Segmentation labeling rows

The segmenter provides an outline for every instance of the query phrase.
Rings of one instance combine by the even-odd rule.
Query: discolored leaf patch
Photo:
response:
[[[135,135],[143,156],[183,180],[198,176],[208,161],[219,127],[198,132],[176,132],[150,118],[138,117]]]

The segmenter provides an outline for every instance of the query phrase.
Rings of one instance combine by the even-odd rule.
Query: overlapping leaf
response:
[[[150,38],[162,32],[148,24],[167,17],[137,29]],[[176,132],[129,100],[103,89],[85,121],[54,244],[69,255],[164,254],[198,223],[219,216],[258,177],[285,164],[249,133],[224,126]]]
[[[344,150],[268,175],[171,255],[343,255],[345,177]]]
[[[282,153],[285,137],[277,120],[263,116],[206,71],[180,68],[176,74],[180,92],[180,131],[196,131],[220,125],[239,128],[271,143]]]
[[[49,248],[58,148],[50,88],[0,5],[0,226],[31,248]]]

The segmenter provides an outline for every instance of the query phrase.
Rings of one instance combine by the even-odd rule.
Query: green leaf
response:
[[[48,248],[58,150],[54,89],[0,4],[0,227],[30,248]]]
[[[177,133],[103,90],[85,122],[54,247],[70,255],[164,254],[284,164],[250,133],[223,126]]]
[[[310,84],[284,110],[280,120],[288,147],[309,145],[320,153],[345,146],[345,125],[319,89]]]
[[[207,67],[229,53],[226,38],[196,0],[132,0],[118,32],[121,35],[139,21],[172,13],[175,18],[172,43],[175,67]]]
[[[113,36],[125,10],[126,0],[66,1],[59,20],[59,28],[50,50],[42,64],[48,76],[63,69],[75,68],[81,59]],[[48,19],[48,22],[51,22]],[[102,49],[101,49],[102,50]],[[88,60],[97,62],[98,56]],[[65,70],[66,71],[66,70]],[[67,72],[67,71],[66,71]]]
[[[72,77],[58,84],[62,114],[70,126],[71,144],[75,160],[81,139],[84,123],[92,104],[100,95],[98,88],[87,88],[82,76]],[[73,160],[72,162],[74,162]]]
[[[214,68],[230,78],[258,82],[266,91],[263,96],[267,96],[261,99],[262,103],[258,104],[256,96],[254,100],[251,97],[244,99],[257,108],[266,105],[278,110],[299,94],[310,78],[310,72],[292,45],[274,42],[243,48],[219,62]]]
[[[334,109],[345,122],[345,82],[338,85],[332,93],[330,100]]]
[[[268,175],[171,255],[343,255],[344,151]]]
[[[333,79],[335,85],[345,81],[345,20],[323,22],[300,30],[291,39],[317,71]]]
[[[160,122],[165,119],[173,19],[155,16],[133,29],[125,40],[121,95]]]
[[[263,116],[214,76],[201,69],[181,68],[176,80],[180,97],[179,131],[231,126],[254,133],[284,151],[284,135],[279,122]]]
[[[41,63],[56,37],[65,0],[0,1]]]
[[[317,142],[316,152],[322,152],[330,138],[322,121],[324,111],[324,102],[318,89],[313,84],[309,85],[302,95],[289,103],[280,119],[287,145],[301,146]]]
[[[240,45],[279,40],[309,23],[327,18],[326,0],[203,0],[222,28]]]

**What needs to be done**
Starting at the first line of the rows and ending with the line that contains "[[[49,248],[58,148],[50,88],[0,5],[0,226],[31,248]]]", rewrite those lines as a JSON list of strings, one string per line, leaving out blank lines.

**Full solution**
[
  "The segmenter provides an outline for every instance of the query phrase.",
  "Rings of one instance combine by the even-odd rule.",
  "Query: discolored leaf patch",
  "Photo:",
  "response:",
  "[[[135,135],[143,156],[183,180],[198,176],[208,161],[219,127],[198,132],[176,132],[150,118],[138,117]]]",
  "The segmenter provides an outline for every instance of the query phrase.",
  "Rings of one instance combine by the even-odd rule.",
  "Query: overlapping leaf",
  "response:",
  "[[[150,38],[162,32],[148,24],[167,17],[137,29]],[[176,132],[129,100],[103,89],[85,121],[54,244],[69,255],[164,254],[198,223],[219,216],[258,177],[285,164],[249,133],[224,126]]]",
  "[[[344,150],[268,175],[171,255],[343,255],[345,177]]]",
  "[[[282,153],[285,137],[277,120],[263,116],[206,71],[180,68],[176,74],[180,92],[180,131],[196,131],[220,125],[239,128],[271,143]]]",
  "[[[49,248],[58,148],[50,88],[0,5],[0,226],[31,248]]]"
]